Hunting metabolomic biomarkers of acute pancreatitis by machine learning
Acute pancreatitis (AP) is a disease of the extremes. It strikes suddenly and then, for three quarters of patients, resolves within days. For the remaining quarter the disease rapidly escalates, often resulting in multiple organ failure and even death.
There are currently no reliable clinical tests to predict which course a patient is likely to follow. This is unfortunate in two regards. Firstly, prediction would allow a clinician to choose between a “wait and see” approach vs. aggressive treatment with accordant risks. Secondly, prediction would promote investment into drugs tailored for the severe form of the disease.
In the hunt for better molecular biomarkers for acute pancreatitis, GSK Discovery Partnerships with Academia (DPAc) had collaborated with the University of Edinburgh Department of Clinical Surgery on a prospective study.
Typical of molecular biomarker discovery, whilst the patient cohort was small (under 100) the number of measurements per patient was large (over a 1000) with detailed clinical, protein and metabolomic, including longitudinal, data types available.
The challenge was twofold; to identify features in this valuable and unique dataset that correlate with disease progression, and to build models to discriminate between severe and mild disease.
High-dimensional data of this nature, with its mix of continuous and discrete response variables, presents significant problems to traditional machine learning analysis, often leading to false positives and correlations that cannot be reproduced later on.
The GSK project team knew of Eagle Genomics through existing industry-academic collaborations, and was aware of Eagle’s track record finding disease biomarkers in complex biological data. Initial discussions suggested that Eagle’s systematic and technology-agnostic approach to machine learning would be ideal for the complex multi-dimensional task in hand. Eagle Genomics was also able to flexibly fit with GSK timelines and provide the analysis for a reasonable up-front cost.

■ Dataset:
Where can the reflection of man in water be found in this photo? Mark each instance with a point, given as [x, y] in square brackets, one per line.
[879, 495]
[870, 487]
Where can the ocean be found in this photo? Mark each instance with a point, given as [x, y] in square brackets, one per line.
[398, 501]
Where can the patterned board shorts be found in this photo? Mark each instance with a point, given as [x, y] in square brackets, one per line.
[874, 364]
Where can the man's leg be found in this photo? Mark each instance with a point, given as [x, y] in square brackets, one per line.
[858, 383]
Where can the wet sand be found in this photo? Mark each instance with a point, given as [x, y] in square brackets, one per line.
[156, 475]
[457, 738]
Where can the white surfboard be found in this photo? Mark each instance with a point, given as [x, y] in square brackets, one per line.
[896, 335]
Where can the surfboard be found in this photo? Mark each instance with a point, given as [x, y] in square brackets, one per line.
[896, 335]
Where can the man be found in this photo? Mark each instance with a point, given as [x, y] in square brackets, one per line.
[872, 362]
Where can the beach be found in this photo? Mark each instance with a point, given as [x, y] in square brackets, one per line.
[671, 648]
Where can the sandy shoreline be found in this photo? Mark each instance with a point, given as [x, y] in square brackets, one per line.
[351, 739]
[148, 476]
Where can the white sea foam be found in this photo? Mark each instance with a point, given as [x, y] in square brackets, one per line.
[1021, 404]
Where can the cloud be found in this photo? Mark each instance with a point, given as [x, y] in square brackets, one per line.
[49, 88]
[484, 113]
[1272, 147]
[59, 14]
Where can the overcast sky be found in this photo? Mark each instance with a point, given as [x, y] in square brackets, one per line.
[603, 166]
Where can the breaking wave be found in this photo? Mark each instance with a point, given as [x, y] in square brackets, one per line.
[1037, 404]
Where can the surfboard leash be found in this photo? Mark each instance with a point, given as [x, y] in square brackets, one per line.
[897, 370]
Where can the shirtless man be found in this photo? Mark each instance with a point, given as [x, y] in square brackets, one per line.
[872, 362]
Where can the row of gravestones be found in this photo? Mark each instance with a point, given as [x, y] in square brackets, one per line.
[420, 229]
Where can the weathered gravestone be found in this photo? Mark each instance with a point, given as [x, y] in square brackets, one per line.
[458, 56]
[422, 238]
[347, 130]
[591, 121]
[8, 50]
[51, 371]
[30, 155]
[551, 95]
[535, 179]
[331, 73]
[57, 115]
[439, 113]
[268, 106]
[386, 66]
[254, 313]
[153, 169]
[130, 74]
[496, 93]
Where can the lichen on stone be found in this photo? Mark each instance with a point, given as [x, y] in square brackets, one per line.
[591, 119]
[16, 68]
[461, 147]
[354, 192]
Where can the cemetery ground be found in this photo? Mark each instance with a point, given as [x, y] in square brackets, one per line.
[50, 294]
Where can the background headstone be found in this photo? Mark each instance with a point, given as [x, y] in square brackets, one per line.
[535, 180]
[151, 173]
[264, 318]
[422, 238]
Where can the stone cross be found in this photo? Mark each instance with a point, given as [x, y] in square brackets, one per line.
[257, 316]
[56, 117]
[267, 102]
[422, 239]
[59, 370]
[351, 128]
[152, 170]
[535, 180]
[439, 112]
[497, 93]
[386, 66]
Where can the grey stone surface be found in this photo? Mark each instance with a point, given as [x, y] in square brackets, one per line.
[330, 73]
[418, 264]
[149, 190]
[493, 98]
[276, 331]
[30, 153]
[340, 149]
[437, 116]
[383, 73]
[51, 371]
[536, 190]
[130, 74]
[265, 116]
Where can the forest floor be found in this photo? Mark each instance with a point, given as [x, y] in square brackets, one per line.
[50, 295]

■ Explore the material:
1. Answer these questions from the text on acute pancreatitis biomarkers, one line each:
(a) What share of acute pancreatitis patients see the disease resolve within days?
(b) Which university department worked with GSK Discovery Partnerships with Academia on the prospective study?
(c) How many measurements per patient did the study record?
2. List every point that the last paragraph of the acute pancreatitis text makes about Eagle Genomics.
3. Continue the text on hunting acute pancreatitis biomarkers with machine learning from its last sentence.

■ Answers for the tasks:
1.
(a) Three quarters.
(b) The University of Edinburgh Department of Clinical Surgery.
(c) Over 1,000.

2.
- The GSK project team knew of it through existing industry-academic collaborations.
- It had a track record of finding disease biomarkers in complex biological data.
- Its systematic and technology-agnostic approach to machine learning seemed ideal for the complex multi-dimensional task.
- It could fit flexibly with GSK timelines.
- It could provide the analysis for a reasonable up-front cost.

3.
In brief, the e[datascientist] platform for biomarker discovery involved:
Systematic application of multiple machine learning methods (support vector machine, penalized ordinal regression, logistic regression etc), to the catalogued data to maximize the chance that biological signals, if present in the dataset, would be discovered.
Feature selection to identify and annotate biomarkers with discriminative accuracy indicative of clinical utility.
Comprehensive reporting of results and identification of next actions.
This study has provided the partners with biologically-relevant insight that improves their molecular understanding of AP progression. The results are being used to justify investment into, and guide the design of, ambitious follow-up studies with much greater statistical power. By adopting the Eagle e[datascientist] platform for these studies the data was by design findable, accessible, interoperable and reusable (FAIR).
This study represents a significant progress towards a prognostic test of acute pancreatitis – a test that will enable better treatment and better drugs for this common and often fatal disease.